| Exercise |
Count the lines below that contain the string "sunglasses", matching case exactly. Reply with only the number.
-------------------------
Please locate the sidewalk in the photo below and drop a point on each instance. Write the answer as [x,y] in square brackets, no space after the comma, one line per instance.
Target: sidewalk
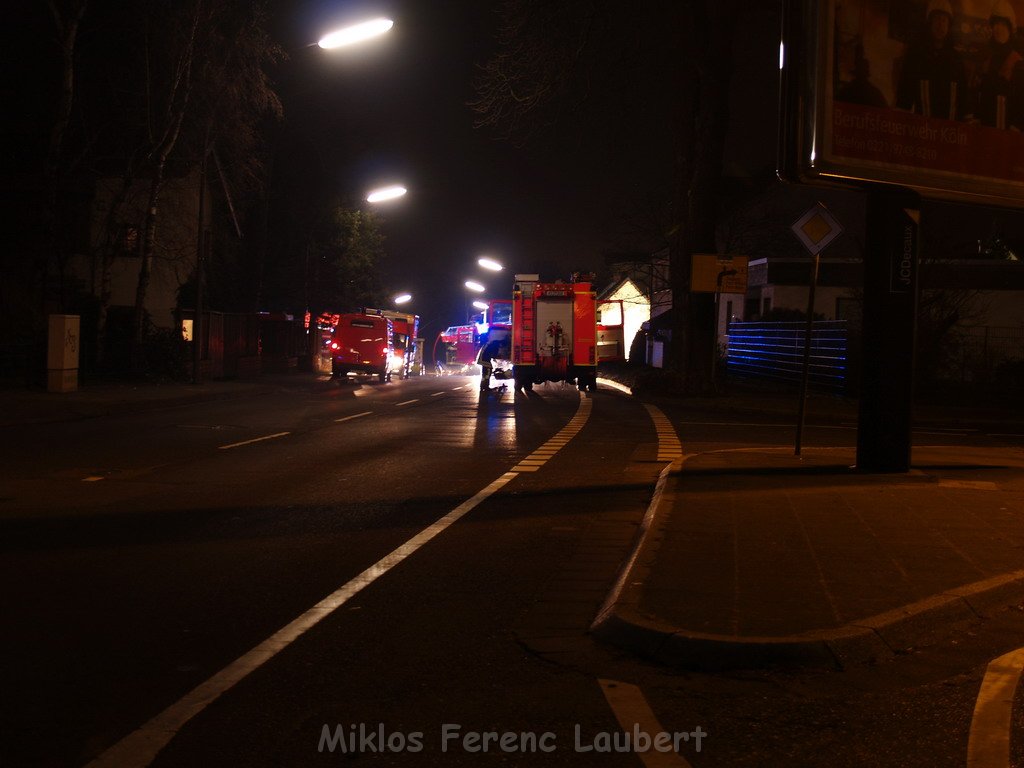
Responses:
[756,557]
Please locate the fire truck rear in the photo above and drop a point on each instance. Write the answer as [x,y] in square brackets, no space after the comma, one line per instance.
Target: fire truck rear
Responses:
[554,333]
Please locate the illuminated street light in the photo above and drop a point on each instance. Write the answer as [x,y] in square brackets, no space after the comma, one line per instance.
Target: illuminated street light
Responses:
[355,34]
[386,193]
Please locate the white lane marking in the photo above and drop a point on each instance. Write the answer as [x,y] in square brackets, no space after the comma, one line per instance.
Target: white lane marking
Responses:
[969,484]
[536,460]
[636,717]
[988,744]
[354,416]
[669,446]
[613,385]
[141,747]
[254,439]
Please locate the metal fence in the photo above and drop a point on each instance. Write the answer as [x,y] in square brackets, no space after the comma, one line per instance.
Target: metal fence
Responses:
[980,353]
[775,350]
-------------------------
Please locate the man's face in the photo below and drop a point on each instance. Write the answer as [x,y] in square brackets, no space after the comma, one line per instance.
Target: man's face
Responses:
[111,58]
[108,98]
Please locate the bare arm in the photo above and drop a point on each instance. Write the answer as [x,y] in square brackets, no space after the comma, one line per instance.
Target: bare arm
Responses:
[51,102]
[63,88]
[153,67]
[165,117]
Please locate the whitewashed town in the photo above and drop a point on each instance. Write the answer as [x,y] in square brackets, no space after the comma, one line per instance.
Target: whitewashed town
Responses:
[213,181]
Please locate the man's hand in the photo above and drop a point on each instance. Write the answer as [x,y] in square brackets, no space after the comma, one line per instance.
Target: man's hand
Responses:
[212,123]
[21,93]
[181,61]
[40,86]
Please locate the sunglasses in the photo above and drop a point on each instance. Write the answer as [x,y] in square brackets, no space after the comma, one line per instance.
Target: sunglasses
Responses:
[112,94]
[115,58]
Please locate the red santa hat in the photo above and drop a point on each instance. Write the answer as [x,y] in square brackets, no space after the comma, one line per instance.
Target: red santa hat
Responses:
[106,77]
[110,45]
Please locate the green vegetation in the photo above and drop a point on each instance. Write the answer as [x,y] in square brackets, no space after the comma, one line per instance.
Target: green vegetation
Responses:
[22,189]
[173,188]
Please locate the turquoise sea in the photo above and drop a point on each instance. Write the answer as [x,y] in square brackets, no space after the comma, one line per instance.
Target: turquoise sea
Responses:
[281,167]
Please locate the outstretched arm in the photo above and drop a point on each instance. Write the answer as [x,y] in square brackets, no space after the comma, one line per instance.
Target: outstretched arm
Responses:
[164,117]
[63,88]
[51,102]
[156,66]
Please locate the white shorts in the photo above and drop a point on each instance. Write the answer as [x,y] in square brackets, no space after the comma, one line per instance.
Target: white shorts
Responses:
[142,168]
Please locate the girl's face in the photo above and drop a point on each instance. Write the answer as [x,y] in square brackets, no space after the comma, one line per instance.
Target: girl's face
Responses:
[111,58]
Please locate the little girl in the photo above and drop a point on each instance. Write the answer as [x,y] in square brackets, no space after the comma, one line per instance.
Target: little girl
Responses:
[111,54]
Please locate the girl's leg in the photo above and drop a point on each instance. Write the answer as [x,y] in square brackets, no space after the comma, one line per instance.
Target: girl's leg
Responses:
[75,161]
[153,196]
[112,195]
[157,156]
-------------------------
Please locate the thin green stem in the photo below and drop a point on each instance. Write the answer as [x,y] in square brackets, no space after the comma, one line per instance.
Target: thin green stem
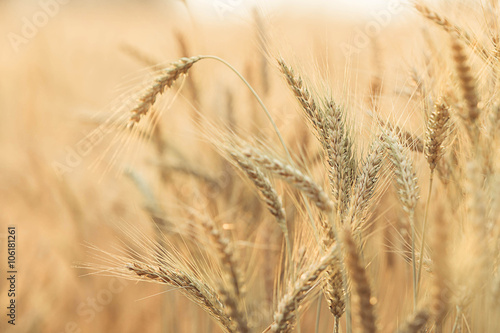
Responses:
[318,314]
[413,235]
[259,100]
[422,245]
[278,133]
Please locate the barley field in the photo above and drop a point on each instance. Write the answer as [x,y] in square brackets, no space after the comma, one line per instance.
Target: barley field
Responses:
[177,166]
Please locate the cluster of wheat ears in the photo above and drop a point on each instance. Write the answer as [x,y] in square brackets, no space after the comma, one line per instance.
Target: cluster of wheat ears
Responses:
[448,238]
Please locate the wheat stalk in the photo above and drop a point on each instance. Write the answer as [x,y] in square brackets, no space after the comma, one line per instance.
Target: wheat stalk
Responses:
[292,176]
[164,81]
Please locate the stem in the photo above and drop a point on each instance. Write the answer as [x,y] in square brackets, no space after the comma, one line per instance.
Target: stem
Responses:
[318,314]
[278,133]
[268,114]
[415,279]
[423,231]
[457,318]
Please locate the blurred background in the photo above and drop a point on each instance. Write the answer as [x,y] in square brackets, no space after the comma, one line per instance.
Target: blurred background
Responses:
-------------------------
| Final result |
2